# Exercise:
How many lines in the material below contain the string "leaf"? Matching is case-sensitive; reply with the number alone.
::: Data lines :::
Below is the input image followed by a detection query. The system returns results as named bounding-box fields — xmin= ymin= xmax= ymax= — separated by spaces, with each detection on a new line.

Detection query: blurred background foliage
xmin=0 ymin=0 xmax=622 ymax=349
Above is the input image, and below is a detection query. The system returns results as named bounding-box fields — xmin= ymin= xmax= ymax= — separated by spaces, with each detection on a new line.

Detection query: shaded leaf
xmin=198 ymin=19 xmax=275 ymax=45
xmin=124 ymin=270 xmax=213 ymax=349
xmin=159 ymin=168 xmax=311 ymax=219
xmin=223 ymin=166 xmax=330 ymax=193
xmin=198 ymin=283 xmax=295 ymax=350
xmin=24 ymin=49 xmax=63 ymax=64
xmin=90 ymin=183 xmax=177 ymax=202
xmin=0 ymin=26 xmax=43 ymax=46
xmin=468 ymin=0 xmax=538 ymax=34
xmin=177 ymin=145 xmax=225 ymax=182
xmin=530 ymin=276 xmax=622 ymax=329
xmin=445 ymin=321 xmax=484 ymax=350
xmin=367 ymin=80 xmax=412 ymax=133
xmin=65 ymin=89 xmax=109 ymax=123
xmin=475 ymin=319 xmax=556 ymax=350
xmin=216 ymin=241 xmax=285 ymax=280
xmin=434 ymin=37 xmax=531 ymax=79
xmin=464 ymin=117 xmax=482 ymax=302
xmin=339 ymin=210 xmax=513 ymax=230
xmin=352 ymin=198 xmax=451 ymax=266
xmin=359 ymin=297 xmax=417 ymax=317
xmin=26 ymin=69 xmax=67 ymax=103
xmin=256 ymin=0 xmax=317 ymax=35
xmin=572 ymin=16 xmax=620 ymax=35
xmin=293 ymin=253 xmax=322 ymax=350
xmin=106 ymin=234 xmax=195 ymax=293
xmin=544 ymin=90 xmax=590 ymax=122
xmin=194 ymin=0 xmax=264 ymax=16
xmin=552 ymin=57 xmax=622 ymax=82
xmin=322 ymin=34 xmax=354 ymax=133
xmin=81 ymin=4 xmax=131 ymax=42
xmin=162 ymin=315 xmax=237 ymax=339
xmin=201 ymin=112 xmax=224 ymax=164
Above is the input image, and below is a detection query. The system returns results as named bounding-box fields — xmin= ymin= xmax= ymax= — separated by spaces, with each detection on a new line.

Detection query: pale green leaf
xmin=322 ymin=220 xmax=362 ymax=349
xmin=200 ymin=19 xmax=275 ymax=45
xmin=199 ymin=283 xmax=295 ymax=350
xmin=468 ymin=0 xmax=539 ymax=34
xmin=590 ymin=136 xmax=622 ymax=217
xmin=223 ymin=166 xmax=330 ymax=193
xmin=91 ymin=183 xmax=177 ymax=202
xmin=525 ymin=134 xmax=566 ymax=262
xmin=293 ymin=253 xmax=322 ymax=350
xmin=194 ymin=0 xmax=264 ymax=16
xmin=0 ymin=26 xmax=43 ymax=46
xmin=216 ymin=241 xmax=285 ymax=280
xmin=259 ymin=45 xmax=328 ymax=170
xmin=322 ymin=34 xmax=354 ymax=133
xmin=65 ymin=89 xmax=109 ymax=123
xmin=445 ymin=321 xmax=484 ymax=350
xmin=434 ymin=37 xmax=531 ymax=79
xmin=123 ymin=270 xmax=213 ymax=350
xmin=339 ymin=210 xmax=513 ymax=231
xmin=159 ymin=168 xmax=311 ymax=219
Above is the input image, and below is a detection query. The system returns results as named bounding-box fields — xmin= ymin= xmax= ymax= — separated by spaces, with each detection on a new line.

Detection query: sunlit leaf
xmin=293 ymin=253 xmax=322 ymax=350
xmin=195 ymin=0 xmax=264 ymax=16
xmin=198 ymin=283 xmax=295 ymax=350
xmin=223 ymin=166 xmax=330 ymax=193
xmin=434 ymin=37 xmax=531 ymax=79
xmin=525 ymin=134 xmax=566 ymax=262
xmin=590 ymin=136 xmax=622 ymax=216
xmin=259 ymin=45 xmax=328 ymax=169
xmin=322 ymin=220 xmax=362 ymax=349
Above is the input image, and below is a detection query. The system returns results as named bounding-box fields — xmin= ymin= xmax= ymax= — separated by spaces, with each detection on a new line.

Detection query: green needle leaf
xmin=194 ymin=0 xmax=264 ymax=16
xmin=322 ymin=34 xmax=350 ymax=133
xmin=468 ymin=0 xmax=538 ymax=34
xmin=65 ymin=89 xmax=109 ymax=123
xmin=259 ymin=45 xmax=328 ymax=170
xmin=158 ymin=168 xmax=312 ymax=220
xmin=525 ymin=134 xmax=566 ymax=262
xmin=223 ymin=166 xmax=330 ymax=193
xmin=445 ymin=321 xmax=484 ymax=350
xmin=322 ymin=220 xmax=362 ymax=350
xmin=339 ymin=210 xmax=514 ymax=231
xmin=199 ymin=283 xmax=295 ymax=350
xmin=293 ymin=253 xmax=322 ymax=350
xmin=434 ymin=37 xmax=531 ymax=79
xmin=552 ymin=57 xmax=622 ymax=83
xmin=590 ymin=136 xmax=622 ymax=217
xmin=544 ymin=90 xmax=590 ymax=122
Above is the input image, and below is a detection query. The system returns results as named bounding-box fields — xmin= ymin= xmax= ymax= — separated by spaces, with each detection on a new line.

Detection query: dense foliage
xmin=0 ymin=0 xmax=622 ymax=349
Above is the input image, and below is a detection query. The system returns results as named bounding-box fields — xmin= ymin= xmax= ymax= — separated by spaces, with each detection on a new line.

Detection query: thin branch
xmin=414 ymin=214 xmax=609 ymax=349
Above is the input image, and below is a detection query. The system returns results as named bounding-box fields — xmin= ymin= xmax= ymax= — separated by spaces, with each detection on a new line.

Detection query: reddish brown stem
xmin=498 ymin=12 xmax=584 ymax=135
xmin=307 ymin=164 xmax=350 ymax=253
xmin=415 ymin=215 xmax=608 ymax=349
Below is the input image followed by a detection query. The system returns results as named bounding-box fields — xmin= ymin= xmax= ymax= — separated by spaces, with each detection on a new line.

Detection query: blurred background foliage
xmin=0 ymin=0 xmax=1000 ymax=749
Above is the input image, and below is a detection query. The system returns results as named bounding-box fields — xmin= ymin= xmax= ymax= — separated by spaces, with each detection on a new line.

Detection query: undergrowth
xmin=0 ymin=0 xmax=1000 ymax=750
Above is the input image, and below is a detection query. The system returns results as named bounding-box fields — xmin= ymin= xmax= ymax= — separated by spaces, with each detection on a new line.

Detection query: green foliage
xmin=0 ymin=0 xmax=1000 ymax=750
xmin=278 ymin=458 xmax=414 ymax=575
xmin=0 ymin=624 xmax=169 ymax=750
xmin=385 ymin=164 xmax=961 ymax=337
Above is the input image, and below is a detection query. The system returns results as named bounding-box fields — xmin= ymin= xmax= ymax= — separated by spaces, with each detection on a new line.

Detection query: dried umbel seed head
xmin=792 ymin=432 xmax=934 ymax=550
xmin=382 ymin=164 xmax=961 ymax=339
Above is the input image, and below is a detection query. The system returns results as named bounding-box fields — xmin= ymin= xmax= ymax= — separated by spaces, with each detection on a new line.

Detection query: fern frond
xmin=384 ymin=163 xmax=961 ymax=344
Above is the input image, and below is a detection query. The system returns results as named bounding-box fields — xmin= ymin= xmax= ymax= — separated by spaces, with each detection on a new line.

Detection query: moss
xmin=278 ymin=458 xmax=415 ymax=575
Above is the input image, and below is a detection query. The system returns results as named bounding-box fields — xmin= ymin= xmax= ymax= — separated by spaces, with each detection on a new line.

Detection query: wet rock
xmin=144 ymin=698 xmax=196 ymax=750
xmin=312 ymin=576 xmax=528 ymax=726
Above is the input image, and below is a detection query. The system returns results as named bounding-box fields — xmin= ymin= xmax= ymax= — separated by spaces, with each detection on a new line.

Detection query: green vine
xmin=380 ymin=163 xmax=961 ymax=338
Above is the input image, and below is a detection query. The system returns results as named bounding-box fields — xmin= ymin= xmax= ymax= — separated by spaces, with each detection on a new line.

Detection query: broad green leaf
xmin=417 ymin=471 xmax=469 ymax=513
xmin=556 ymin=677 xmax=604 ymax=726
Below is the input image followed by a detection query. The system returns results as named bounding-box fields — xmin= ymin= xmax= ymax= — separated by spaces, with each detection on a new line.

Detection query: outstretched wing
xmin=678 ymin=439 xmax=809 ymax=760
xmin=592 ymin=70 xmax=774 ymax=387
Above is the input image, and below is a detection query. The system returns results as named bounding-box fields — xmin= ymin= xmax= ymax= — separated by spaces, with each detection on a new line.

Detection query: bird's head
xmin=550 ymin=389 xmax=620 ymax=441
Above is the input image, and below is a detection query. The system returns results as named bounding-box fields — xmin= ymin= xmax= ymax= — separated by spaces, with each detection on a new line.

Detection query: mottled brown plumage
:::
# Solution below:
5